:: Exercise description ::
Convert every line of the data below into a numbered list, leaving out any blank lines.

:: Input for this task ::
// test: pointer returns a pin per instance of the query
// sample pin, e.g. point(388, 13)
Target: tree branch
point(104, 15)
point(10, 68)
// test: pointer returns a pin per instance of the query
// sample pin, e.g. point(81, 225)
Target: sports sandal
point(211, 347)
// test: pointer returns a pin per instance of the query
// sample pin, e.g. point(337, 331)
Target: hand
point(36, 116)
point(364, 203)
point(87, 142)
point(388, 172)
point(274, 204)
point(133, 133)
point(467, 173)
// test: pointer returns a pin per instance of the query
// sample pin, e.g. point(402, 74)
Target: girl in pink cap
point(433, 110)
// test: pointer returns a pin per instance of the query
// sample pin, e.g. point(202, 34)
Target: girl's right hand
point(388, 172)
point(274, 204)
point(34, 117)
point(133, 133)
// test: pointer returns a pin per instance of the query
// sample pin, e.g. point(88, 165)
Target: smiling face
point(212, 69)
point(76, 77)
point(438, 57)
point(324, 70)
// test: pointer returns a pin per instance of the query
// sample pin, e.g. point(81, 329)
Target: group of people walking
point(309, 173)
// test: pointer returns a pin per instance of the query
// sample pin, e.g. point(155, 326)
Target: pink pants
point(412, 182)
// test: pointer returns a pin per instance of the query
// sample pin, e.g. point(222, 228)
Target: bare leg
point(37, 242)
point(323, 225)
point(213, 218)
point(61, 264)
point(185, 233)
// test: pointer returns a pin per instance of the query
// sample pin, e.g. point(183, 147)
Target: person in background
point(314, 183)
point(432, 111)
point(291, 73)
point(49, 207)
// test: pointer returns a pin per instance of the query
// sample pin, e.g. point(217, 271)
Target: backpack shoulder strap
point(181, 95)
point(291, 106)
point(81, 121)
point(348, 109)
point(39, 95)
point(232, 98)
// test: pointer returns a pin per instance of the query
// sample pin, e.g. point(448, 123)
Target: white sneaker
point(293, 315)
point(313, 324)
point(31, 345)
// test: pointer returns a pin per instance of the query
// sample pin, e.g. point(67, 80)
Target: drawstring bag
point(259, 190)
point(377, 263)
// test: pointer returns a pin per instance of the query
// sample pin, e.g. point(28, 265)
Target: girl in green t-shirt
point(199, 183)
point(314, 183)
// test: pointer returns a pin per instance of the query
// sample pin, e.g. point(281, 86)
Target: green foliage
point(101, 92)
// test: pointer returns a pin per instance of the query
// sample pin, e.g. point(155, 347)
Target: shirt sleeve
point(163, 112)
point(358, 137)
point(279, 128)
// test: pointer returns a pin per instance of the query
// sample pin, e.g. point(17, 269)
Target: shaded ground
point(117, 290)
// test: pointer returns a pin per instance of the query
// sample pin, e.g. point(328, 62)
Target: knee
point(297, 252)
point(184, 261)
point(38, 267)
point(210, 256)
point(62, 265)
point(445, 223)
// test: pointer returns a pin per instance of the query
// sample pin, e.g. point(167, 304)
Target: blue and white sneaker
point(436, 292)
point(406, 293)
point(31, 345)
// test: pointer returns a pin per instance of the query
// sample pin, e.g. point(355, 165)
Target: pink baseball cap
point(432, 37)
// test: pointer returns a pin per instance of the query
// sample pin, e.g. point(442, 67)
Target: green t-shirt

:: In response ::
1. // test: pointer returns a pin per instance of the query
2. // sample pin, e.g. point(388, 13)
3. Target: tree branch
4. point(104, 15)
5. point(10, 68)
6. // test: pointer returns a pin per instance of the query
7. // sample pin, e.g. point(81, 225)
8. Target: sports sandal
9. point(211, 347)
10. // test: pointer returns a pin per instance of the query
11. // sample pin, e.g. point(337, 331)
12. Target: hand
13. point(36, 116)
14. point(364, 203)
15. point(87, 142)
16. point(388, 172)
17. point(274, 204)
18. point(133, 133)
19. point(467, 173)
20. // test: pointer returns a pin per instance of the query
21. // sample pin, e.g. point(402, 74)
22. Target: girl in pink cap
23. point(433, 110)
24. // test: pointer returns a pin per instance of the query
25. // sample pin, e.g. point(202, 34)
26. Target: girl's right hand
27. point(388, 172)
28. point(274, 204)
29. point(34, 117)
30. point(133, 133)
31. // test: pointer returns a pin per instance of the query
32. // sample pin, e.g. point(88, 165)
33. Target: smiling face
34. point(212, 69)
35. point(76, 77)
36. point(438, 57)
37. point(324, 70)
38. // test: pointer returns a pin per instance of the query
39. // sample pin, e.g. point(81, 329)
40. Target: group of people walking
41. point(309, 173)
42. // test: pointer returns a pin per instance of the query
43. // sample pin, e.g. point(155, 326)
44. Target: pink pants
45. point(412, 182)
46. // test: pointer returns a pin per instance of the query
47. // sample pin, e.g. point(222, 228)
48. Target: bare leg
49. point(37, 242)
50. point(323, 225)
51. point(213, 218)
52. point(61, 264)
53. point(185, 233)
54. // test: pointer returns a pin per instance of the query
55. // sample pin, e.g. point(183, 147)
56. Target: person in background
57. point(314, 183)
58. point(432, 111)
59. point(291, 73)
60. point(49, 207)
61. // test: pointer returns a pin per instance of the query
62. // sample pin, e.g. point(217, 271)
63. Target: backpack shoulder strap
64. point(181, 95)
65. point(291, 106)
66. point(81, 121)
67. point(348, 109)
68. point(39, 95)
69. point(232, 98)
70. // test: pointer returns a pin per instance of the query
71. // sample pin, e.g. point(448, 123)
72. Target: white sneaker
73. point(293, 315)
74. point(313, 324)
75. point(31, 345)
76. // test: pointer returns a pin per instance of the query
77. // sample pin, e.g. point(67, 80)
78. Target: drawstring bag
79. point(259, 190)
80. point(377, 263)
81. // test: pointer returns a pin per instance of the query
82. // sample pin, e.g. point(28, 265)
83. Target: girl in green t-shirt
84. point(199, 183)
85. point(314, 183)
86. // test: pointer returns a pin per instance of the query
87. // sample pin, e.g. point(281, 86)
88. Target: green foliage
89. point(101, 92)
90. // test: pointer returns a pin per instance of the query
91. // sample pin, e.g. point(155, 347)
92. Target: shirt sleeve
93. point(163, 112)
94. point(358, 137)
95. point(279, 128)
96. // test: pointer returns a pin per instance of the query
97. // sample pin, e.g. point(17, 269)
98. Target: shaded ground
99. point(117, 290)
100. // test: pointer returns a pin per instance of the query
101. // sample pin, e.g. point(328, 62)
102. Target: knee
103. point(297, 252)
104. point(184, 261)
105. point(38, 267)
106. point(210, 256)
107. point(62, 265)
108. point(445, 223)
109. // test: pointer returns a pin per instance of the query
110. // sample pin, e.g. point(167, 304)
111. Target: blue and white sneaker
112. point(436, 292)
113. point(406, 293)
114. point(31, 345)
115. // test: pointer returns a pin per instance of the query
116. // sample pin, e.g. point(355, 165)
117. Target: pink baseball cap
118. point(432, 37)
119. // test: pointer returns a pin per instance of the query
120. // sample pin, e.g. point(442, 67)
121. Target: green t-shirt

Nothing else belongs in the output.